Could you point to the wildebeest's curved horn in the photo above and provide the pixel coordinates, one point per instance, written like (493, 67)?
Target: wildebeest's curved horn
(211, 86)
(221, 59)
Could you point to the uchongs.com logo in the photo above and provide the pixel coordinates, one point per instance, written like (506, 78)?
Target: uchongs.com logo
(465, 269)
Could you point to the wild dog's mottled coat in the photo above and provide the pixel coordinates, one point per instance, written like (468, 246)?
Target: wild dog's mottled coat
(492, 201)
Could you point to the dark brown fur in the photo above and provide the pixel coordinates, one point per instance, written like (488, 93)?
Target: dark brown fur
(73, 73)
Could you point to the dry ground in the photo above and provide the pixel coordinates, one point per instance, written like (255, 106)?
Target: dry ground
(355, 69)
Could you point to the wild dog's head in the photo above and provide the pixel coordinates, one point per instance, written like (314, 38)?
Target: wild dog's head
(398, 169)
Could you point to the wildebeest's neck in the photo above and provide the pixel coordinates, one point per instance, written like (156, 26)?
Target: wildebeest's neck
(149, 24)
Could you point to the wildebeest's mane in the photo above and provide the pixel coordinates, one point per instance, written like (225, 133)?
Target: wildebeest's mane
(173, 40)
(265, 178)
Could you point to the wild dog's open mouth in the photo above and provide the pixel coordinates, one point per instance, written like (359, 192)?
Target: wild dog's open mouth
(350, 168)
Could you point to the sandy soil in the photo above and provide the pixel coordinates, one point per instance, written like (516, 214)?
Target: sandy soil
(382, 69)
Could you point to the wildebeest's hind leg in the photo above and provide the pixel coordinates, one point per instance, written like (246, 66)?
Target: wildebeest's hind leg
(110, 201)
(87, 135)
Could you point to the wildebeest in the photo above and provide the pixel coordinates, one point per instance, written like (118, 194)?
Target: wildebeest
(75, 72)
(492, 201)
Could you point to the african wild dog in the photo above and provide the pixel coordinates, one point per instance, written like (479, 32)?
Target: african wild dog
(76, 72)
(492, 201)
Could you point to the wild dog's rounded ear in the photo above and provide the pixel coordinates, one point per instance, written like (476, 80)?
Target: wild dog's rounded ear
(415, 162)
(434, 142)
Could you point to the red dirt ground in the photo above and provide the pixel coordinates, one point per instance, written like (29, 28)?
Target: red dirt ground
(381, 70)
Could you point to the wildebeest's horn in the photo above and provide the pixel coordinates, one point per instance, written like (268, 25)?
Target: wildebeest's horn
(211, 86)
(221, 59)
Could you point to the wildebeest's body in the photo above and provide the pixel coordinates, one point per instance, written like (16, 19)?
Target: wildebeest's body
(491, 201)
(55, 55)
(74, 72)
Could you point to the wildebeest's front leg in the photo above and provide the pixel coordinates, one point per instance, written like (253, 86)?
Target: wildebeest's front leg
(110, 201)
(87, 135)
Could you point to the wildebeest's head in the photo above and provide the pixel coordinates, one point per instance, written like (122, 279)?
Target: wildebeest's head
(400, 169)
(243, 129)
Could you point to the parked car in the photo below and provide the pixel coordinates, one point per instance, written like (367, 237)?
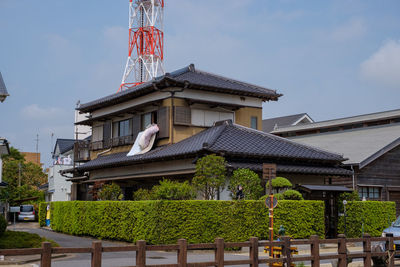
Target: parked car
(26, 213)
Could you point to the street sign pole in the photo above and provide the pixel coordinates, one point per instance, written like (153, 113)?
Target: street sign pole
(269, 172)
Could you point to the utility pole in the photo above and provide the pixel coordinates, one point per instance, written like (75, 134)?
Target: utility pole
(37, 149)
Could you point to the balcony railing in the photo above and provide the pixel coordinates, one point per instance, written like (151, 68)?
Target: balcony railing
(81, 151)
(113, 142)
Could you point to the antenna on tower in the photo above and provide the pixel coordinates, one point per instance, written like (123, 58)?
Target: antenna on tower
(146, 43)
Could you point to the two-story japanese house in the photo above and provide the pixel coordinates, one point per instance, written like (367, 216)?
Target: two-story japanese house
(197, 113)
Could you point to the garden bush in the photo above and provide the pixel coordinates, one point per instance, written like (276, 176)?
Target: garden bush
(249, 180)
(164, 222)
(3, 225)
(376, 216)
(292, 195)
(173, 190)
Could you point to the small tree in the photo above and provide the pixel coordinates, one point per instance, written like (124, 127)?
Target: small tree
(173, 190)
(210, 175)
(110, 192)
(250, 182)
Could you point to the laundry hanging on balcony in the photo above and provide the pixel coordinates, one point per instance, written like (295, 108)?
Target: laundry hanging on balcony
(144, 141)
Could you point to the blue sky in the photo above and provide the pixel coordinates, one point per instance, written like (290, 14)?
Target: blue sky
(329, 58)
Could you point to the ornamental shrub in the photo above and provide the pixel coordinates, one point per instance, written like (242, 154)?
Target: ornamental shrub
(292, 195)
(110, 192)
(370, 216)
(249, 180)
(280, 183)
(142, 194)
(210, 175)
(173, 190)
(3, 225)
(199, 221)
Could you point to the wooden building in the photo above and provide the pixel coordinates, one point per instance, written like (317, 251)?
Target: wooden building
(371, 144)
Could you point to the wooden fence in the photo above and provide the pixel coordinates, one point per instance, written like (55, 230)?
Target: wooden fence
(182, 248)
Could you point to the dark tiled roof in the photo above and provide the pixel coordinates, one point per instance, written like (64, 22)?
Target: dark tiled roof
(269, 124)
(65, 145)
(283, 168)
(190, 78)
(3, 88)
(325, 188)
(230, 139)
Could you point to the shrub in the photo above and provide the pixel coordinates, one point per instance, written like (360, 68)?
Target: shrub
(376, 216)
(173, 190)
(292, 195)
(249, 180)
(164, 222)
(280, 183)
(210, 175)
(110, 192)
(142, 194)
(3, 225)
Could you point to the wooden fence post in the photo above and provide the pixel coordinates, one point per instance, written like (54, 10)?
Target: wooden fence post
(315, 251)
(286, 251)
(46, 255)
(182, 252)
(342, 251)
(367, 250)
(254, 251)
(141, 253)
(219, 252)
(96, 253)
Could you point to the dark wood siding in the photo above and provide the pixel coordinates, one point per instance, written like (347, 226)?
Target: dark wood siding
(163, 122)
(182, 116)
(384, 171)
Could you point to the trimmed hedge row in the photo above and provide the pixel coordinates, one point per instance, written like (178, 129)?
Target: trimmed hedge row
(376, 216)
(164, 222)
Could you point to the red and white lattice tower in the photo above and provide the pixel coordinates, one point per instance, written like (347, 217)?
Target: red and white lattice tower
(146, 42)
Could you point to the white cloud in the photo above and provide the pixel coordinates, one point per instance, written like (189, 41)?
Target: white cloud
(383, 67)
(353, 29)
(38, 113)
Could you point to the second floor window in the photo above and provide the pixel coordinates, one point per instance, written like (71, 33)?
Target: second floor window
(148, 118)
(123, 128)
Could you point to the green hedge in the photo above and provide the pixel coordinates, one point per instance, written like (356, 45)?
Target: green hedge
(376, 215)
(164, 222)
******************************
The task
Transcribe each entry above without alteration, but keep the pictures out.

Answer section
Could you point to the wildebeest's curved horn in the photo above and provide the pixel coordinates, one point per instance, written like (493, 67)?
Target: wildebeest's curved horn
(211, 86)
(221, 59)
Could you point to the uchongs.com logo in the photo above and provide the pixel coordinates, one point per instance, written like (506, 78)?
Target: uchongs.com logo
(465, 269)
Could you point to the wild dog's mottled coat in the photo above and provide the pixel coordinates, one point per instance, written like (468, 246)?
Target: wild dog's mottled coat
(492, 201)
Could you point to the dark brown fur in the photo above and provide the pixel coordinates, one point per instance, written like (488, 93)?
Target: dark brown fur
(73, 73)
Could you point to the dry ground in the photo above and provide the pixel coordinates, one point per instance, written like (255, 106)?
Target: dry ground
(355, 69)
Could you point to the wild dog's head in the photo above and provide the pixel coordinates, one point per instance, written like (314, 38)?
Target: wild dog's head
(398, 169)
Could you point to the wildebeest's neck in the photo above and provide the pixel coordinates, one point per instance, written like (156, 26)?
Target: wildebeest's neck
(149, 24)
Could you point to the wildebeest's mane in the photo above and provide the pixel coordinates, one point per instance, written like (225, 133)?
Target: wildebeest's mane
(173, 40)
(265, 178)
Could you point to the wild dog's open mouth in the photo above and provide the pixel coordinates, one point per instance, written like (359, 192)?
Target: wild dog's open mouth
(350, 168)
Could you point to the sandy soil in the photo above and provide the pixel coordinates, one point per instance, written like (516, 214)?
Target: sandy soil
(382, 69)
Could you point to the wildebeest's hind leg in the photo above and provide the pixel coordinates, one point per instance, written like (246, 66)?
Target: wildebeest's hind leg
(110, 201)
(87, 135)
Could you point to the wildebeest in the photo above and provide the pixel coordinates, one point per instance, written like (118, 194)?
Target: wildebeest
(75, 72)
(492, 201)
Could you point to the african wild dog in the photo above and provide the pixel coordinates, one point per instance, written like (479, 32)?
Target: african wild dog
(76, 72)
(492, 201)
Could you point to the wild dog's rounded ear in the photo above and provide the pixel coordinates, one point per instance, written like (476, 80)?
Target: wild dog's rounded ear
(415, 162)
(434, 142)
Could you point to the red dirt ground in the photo above and provide the pixel coordinates, one point per instance, written like (29, 28)?
Target: red dirt ground
(381, 70)
Could you point to the wildebeest's horn in the photo above and provide the pixel coordinates, one point per instance, written like (268, 25)?
Target: wildebeest's horn
(211, 86)
(221, 59)
Could you point to the wildebeest's body in the photo above and provide the pixel coordinates, one point per instance, written like (16, 19)?
Target: wildebeest's body
(491, 201)
(55, 55)
(74, 72)
Could you point to the wildebeest's front leg in the photo above and provide the pixel coordinates, one point per instance, written like (253, 86)?
Target: wildebeest's front leg
(110, 201)
(87, 135)
Could you point to the wildebeest's head in the photo above and provide the pixel coordinates, one point per instance, written like (122, 279)?
Target: wildebeest's head
(400, 169)
(243, 129)
Could you point to the parked car in the photo below and provide the pixel coordinates, one point per instance, written like (367, 237)?
Target: parked car
(26, 213)
Could you point to the street sign pole in the photo above and provide the pixel coordinates, one point per instance, written like (153, 113)?
Target: street sign pole
(269, 172)
Could you point to the utility pole in the photo above and provide the pixel coordinates, one point per instance, written like (75, 134)?
Target: utility pole
(37, 149)
Could you point to the balcony railing in the photo above and provide the pixel coordinates, one point per instance, written like (151, 68)?
Target: balcony railing
(81, 151)
(113, 142)
Could you point to the antenna on tower in the photo above and provide the pixel coordinates, one point per instance, written like (123, 58)?
Target: antenna on tower
(146, 43)
Could you point to the two-story japanese house in the photo above and provide the pixel coordinates, one point per instance, written like (367, 216)?
Target: two-story japanese house
(197, 113)
Could you point to the garden bush in the photo above and provide the pixel coordinates, one point per instance, written like (276, 176)?
Target: garden bush
(249, 180)
(164, 222)
(3, 225)
(376, 216)
(292, 195)
(173, 190)
Could you point to the small tree in the photo above and provide the pixel coordinates, one point per instance, written like (124, 127)?
Target: small tree
(173, 190)
(210, 175)
(110, 192)
(250, 182)
Could you point to the laundry hanging on balcony in the photo above and provide the pixel coordinates, one point per instance, written like (295, 108)?
Target: laundry hanging on balcony
(144, 141)
Could you point to the blue sky in the photo above and provide the pixel coordinates, one point per instance, written like (290, 14)?
Target: blue sky
(329, 58)
Could you point to the ornamental shrub in the photo above and provide the pixel coordinates, one point per instance, written like (242, 154)?
Target: ornamental shrub
(292, 195)
(110, 192)
(370, 216)
(249, 180)
(280, 183)
(142, 194)
(210, 175)
(173, 190)
(3, 225)
(199, 221)
Could you point to the wooden building in the photo above and provide the pixel coordinates, one point per instance, written like (317, 251)?
Target: wooden building
(371, 144)
Could you point to the wooden fence in the photo above and provide the pixel coordinates, one point per instance, written like (55, 230)?
Target: wooden fence
(182, 248)
Could you point to the dark tiled roof in the photo above and provide the pixel coordinates, one point per instance, written like (64, 22)?
Target: dark tiled roof
(269, 124)
(65, 145)
(283, 168)
(190, 78)
(3, 88)
(325, 188)
(230, 139)
Could you point to the shrub in the photo above and provide the pixel coordinates, one point per instance, written like (360, 68)?
Target: shrub
(376, 216)
(173, 190)
(292, 195)
(249, 180)
(164, 222)
(280, 183)
(210, 175)
(110, 192)
(142, 194)
(3, 225)
Could you point to the wooden fence post in the photo above and provide the pixel coordinates, one point per instance, written like (54, 10)?
Target: wooden fence post
(315, 251)
(286, 251)
(46, 255)
(182, 252)
(342, 251)
(367, 250)
(254, 251)
(141, 253)
(219, 252)
(96, 253)
Could you point to the dark wood siding in the photo above and provide the pixel coordinates, one point per instance, written like (347, 226)?
Target: dark wood siding
(163, 122)
(182, 116)
(384, 171)
Could you point to the trimmed hedge row in the photo above and provide the pixel coordinates, one point per instance, written like (178, 129)?
Target: trimmed hedge row
(376, 216)
(164, 222)
Could you point to the red and white lattice tower in the photo above and provide the pixel coordinates, one point per instance, written like (347, 217)?
Target: red and white lattice tower
(146, 42)
Could you point to the white cloud in the photo above and provide the pixel coordinates, one point per instance, written like (189, 41)?
Target: white cloud
(383, 67)
(353, 29)
(38, 113)
Could you point to the second floor window in the photo above and provide the pixel coordinates, one point per instance, written like (71, 33)?
Target: second floor window
(148, 118)
(123, 128)
Could you point to the green hedge in the photo above and provide the pixel coordinates, one point per instance, written like (356, 45)?
Target: green hedge
(376, 215)
(164, 222)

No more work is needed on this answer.